▶ [EJERCICIOS POR RESOLVER]
1. Responde con datos del texto de referencia:
(a) ¿Qué porcentaje de la Inversión Extranjera Directa representan las empresas estadunidenses?
(b) ¿Con cuántos CEOs cuenta la Business Roundtable?
(c) ¿En qué porcentaje del territorio tiene presencia el crimen organizado?
2. Enumera todo aquello de lo que acusan las empresas estadunidenses según el texto de referencia.
3. Por favor, transcribe el fragmento del texto de referencia que empieza en "En el frente" y termina en "sin debido proceso.".

▶ [TEXTO DE REFERENCIA]
•••••
Donald Trump lo dijo sin rodeos: “No estoy contento con México” en su lucha contra los cárteles. La frase resonó porque llega justo cuando la relación bilateral enfrenta algo más profundo que un desencuentro diplomático: una crisis multidimensional que expone la cerrazón, la falta de capacidad y el deterioro de la gobernabilidad en México.
Pero no solo es Washington: el mundo entero observa con creciente desconfianza cómo el país se acerca peligrosamente a un punto de quiebre.
En el frente económico las señales son inequívocas. Las empresas estadunidenses —que representan 47% de la Inversión Extranjera Directa (IED) y sostienen 780 mil millones de dólares en comercio bilateral— acusan arbitrariedad fiscal, reinterpretaciones retroactivas del IVA y auditorías sin debido proceso.
La Business Roundtable, con más de 200 CEOs de gigantes globales, advierte que la reforma judicial mexicana pone en riesgo la estabilidad jurídica del TMEC. Cada vez son más las voces que advierten que México dejó de ser un socio confiable.
Frentes
El frente de seguridad tampoco ofrece alivio. El crimen organizado tiene presencia en 80% del territorio, los homicidios superan los 30 mil anuales y el flujo de fentanilo sigue siendo un tema central para Washington. Las sanciones del Tesoro contra bancos y casas de bolsa mexicanas por presunto lavado no son un incidente aislado, sino un síntoma de un Estado que ha perdido control territorial y credibilidad.
•••••
▶ [MATERIAL DE TRABAJO]
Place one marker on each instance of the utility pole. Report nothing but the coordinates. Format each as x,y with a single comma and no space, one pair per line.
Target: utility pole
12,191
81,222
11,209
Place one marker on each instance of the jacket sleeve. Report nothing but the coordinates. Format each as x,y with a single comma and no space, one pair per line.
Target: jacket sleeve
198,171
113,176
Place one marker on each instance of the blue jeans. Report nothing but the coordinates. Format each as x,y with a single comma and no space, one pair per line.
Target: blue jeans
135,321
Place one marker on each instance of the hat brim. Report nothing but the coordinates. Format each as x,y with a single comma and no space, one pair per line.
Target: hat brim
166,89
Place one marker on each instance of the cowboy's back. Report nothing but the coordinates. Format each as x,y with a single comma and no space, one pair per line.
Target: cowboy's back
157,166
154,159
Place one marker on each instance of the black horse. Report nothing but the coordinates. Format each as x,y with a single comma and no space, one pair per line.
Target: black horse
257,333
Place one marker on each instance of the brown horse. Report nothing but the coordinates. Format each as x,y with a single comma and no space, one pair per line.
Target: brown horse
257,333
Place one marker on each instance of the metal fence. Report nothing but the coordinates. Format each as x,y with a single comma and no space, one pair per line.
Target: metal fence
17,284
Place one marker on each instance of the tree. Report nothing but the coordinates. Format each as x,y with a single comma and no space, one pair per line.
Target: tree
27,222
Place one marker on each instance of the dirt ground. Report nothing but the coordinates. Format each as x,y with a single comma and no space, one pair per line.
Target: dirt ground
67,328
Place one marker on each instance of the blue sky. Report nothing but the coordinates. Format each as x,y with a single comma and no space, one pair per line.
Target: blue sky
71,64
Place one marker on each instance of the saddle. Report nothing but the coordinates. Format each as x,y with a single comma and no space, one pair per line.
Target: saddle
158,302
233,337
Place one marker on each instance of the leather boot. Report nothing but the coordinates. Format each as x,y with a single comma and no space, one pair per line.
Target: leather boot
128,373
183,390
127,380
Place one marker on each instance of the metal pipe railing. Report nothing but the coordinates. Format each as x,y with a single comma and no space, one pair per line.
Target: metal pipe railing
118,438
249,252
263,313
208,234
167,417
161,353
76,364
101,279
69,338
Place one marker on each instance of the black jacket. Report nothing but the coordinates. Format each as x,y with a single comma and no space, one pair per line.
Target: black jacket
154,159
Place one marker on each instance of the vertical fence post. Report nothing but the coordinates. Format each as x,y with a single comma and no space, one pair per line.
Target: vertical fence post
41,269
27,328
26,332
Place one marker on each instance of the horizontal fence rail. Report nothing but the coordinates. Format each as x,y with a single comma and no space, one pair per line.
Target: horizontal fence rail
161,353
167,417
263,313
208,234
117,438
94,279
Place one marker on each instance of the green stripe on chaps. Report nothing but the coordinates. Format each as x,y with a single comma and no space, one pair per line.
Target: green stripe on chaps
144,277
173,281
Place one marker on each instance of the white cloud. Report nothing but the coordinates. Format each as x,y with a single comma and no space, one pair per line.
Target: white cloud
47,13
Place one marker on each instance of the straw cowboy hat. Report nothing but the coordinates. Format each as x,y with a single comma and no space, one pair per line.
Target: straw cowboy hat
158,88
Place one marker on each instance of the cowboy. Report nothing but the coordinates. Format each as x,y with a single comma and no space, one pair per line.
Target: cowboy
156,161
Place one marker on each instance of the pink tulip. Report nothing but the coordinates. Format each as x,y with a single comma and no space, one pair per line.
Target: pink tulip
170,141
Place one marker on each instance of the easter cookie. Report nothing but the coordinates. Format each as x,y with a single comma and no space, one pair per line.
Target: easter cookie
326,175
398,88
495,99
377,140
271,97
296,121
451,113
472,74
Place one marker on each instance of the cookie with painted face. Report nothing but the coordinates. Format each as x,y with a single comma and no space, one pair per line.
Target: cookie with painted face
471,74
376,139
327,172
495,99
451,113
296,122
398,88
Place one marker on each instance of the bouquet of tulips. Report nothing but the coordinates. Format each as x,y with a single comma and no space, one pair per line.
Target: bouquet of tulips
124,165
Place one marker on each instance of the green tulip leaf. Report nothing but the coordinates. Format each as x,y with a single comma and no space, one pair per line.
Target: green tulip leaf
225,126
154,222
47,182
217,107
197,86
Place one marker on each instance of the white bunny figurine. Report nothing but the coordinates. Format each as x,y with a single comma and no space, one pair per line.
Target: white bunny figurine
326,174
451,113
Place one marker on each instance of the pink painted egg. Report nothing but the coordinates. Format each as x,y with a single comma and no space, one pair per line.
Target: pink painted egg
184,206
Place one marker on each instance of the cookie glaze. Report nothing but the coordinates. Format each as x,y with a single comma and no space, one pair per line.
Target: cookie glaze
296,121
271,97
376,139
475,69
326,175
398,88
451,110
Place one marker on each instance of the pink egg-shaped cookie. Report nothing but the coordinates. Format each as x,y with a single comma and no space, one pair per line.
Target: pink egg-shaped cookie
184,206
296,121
•••••
▶ [RESPUESTAS]
1.
(a) 47%
(b) Más de 200
(c) 80%

2.
- Arbitrariedad fiscal
- Reinterpretaciones retroactivas del IVA
- Auditorías sin debido proceso

3.
En el frente económico las señales son inequívocas. Las empresas estadunidenses —que representan 47% de la Inversión Extranjera Directa (IED) y sostienen 780 mil millones de dólares en comercio bilateral— acusan arbitrariedad fiscal, reinterpretaciones retroactivas del IVA y auditorías sin debido proceso.